YANG HARUS DIKERJAKAN – Teruskan tulisan tentang warung Kopi Lemah Abang di Bantul, dimulai tepat setelah kalimat terakhirnya.

CUPLIKAN TULISAN –
↓

Bantul, Idola 92,6 FM – Siang hari, matahari bersinar cukup terik di Desa Bangunjiwo, Kecamatan Kasihan di Kabupaten Bantul.
Cerahnya hari itu dan panasnya terik matahari, tidak menyurutkan sebagian orang datang ke sebuah warung yang berada di pinggir areal persawahan.
Tidak hanya pengendara sepeda motor, tetapi pengguna mobil juga banyak merapat ke sebuah warung sederhana itu.
Adalah warung Kopi Lemah Abang, dengan konsep sederhana dan tidak jauh berbeda bila dibandingkan warung di wilayah perdesaan lainnya.
Beberapa wanita terlihat sibuk di dapur warung, menyiapkan makanan maupun minuman bagi para pengunjung.
Sedangkan pekerja pria, mengantarkan hidangan ke para pengunjung warung.
Namun tunggu dulu, ada yang tidak biasa di warung ini bila dicermati lebih dalam.
Ternyata, warung ini tidak mengunakan piranti elektronik atau alat modern lainnya semacam televisi maupun pendingin ruangan (AC).
Satu-satunya alat elektronik yang ada di warung itu hanya alat pembaca transaksi elektronik (EDC) bagi pembeli saat akan membayar tagihan menunya.
Seorang wanita kemudian jalan ke arah kami, dan setelah mengenalkan diri sejurus kemudian duduk sambil menyilakan kami menikmati wedang jahe sereh dan jahe kencur yang sedari tadi memang belum berkurang airnya sejak dihidangkan.
Nining Sugiatmini, sang pemilik warung Kopi Lemah Abang menceritakan awal keberaniannya membuka warung di pinggir sawah.
Saat itu, usahanya yang ada di Gunung Kidul gulung tikar karena sudah mulai banyak saingan dan kondisinya tidak seperti pada awal membuka warung.
Setelah berputar di wilayah Bantul, dirinya bersama suami menemukan lahan yang dianggap cocok dijadikan sebagai warung.
Sebagai orang yang masih mengusung dan menghormati petuah leluhur, Nining membuka warung tapi tak memakai tenaga listrik dari PLN sebagai sumber energi.
Menurut Nining, dirinya sengaja tidak menggunakan atau tidak memakai sumber energi listrik dari PLN agar konsep warungnya benar-benar menyatu dengan alam.
Bahkan, warungnya itu bagi pengunjung dari kota serasa pulang ke rumah simbah atau nenek di desa yang belum tersentuh budaya modern atau teraliri listrik PLN.
”Saya teringat pesan dari ibu dan nenek saya dulu. Jadi saya sengaja membuka warung ini tanpa berlangganan listrik dari PLN,” kata Nining.
Lantas, dari mana listrik sebagai penerangan atau membantu mengolah masak?
Ternyata, aliran listrik yang digunakan berasal dari paparan sinar matahari.
Karena berada di pinggir sawah dan cukup representative lokasinya, membuat panas matahari itu dimanfaatkan sebagai sumber energy baru terbarukan (EBT).

↑

CATATAN YANG TERSEDIA –
↓

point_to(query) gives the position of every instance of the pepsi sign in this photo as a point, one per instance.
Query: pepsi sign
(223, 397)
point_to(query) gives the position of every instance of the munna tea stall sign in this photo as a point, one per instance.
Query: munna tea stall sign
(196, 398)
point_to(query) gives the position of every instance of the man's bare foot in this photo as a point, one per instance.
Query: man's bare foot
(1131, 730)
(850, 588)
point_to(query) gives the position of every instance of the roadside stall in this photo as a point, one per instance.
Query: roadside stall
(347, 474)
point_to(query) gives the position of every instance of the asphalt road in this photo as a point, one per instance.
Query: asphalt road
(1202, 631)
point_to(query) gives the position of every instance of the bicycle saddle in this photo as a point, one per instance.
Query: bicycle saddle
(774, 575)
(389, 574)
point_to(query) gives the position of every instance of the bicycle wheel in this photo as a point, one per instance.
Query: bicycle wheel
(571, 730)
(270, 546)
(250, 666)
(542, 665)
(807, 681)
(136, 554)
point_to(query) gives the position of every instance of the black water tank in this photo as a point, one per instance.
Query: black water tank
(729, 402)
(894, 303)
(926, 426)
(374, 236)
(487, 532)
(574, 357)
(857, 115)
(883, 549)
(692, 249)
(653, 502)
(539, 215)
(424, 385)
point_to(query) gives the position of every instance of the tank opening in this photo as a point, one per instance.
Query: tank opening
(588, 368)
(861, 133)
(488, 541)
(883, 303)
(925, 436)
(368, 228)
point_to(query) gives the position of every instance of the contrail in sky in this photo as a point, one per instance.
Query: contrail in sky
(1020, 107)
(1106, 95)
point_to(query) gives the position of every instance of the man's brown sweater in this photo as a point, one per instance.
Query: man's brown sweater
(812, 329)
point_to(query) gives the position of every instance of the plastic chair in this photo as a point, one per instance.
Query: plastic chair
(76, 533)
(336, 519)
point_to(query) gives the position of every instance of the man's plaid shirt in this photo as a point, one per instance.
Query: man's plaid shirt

↑

JAWABAN TUGAS –
Menurut Nining, dirinya memasang instalasi panel surya atau solar cell di warungnya guna memanen sinar matahari.
”Karena di sini sinar mataharinya melimpah, ya kita manfaatkan saja dengan memasang panel solar cell. Memang di awal pemasangan mahal ya, mas. Saya keluar uang waktu itu Rp5 juta untuk pemasangannya,” ujar Nining.
Bagi Nining, memang solar cell membuatnya mampu menghemat pengeluaran dari sisi pemakaian listrik.
Warungnya dialiri listrik tenaga surya berdaya 1.300 watt.
Terlebih lagi, dirinya juga memiliki homestay dan cukup banyak membutuhkan tenaga listrik dari PLN agar sesuai dengan standar perhotelan.
”Saya kan juga punya penginapan mas di depan itu, pas pintu masuk ke warung. Di sana nyalur listrik PLN, dan tentu saja kebutuhan listriknya cukup banyak,” jelas Nining.
Menurut Nining, dengan menggunakan solar cell itu dirinya mampu berhemat pengeluaran dan menambah pendapatan. Sehingga, dirinya mampu memberikan kesejahteraan lebih kepada karyawannya.
”Seluruh karyawan yang kerja sama saya, mereka ngekos saya yang bayari dan kebutuhan makan bisa ambil di warung. Gaji mereka juga standar UMK Bantul,” imbuhnya.
Tentunya, yang unik dari warung milik Nining adalah saat ada pemadaman bergilir dari PLN maupun cuaca buruk saat hujan deras disertai angin kencang.
Beberapa rumah warga yang dekat dengan warung listriknya padam, namun hanya warungnya masih menyala dan tidak terganggu adanya pemadaman listrik.
”Saya kadang suka becanda saya karyawan, kalau warungnya ada yang nunggu. Mereka kan awalnya tidak tahu kalau saya pasang solar cell dan tahunya listrik ya dari PLN,” ceritanya sambil tertawa.
Menurut Nining, dengan memasang solar cell dan memanfaatkan EBT sebagai pasokan energi listrik membuatnya lebih bisa mengendalikan pengeluaran di sektor pemakaian listrik.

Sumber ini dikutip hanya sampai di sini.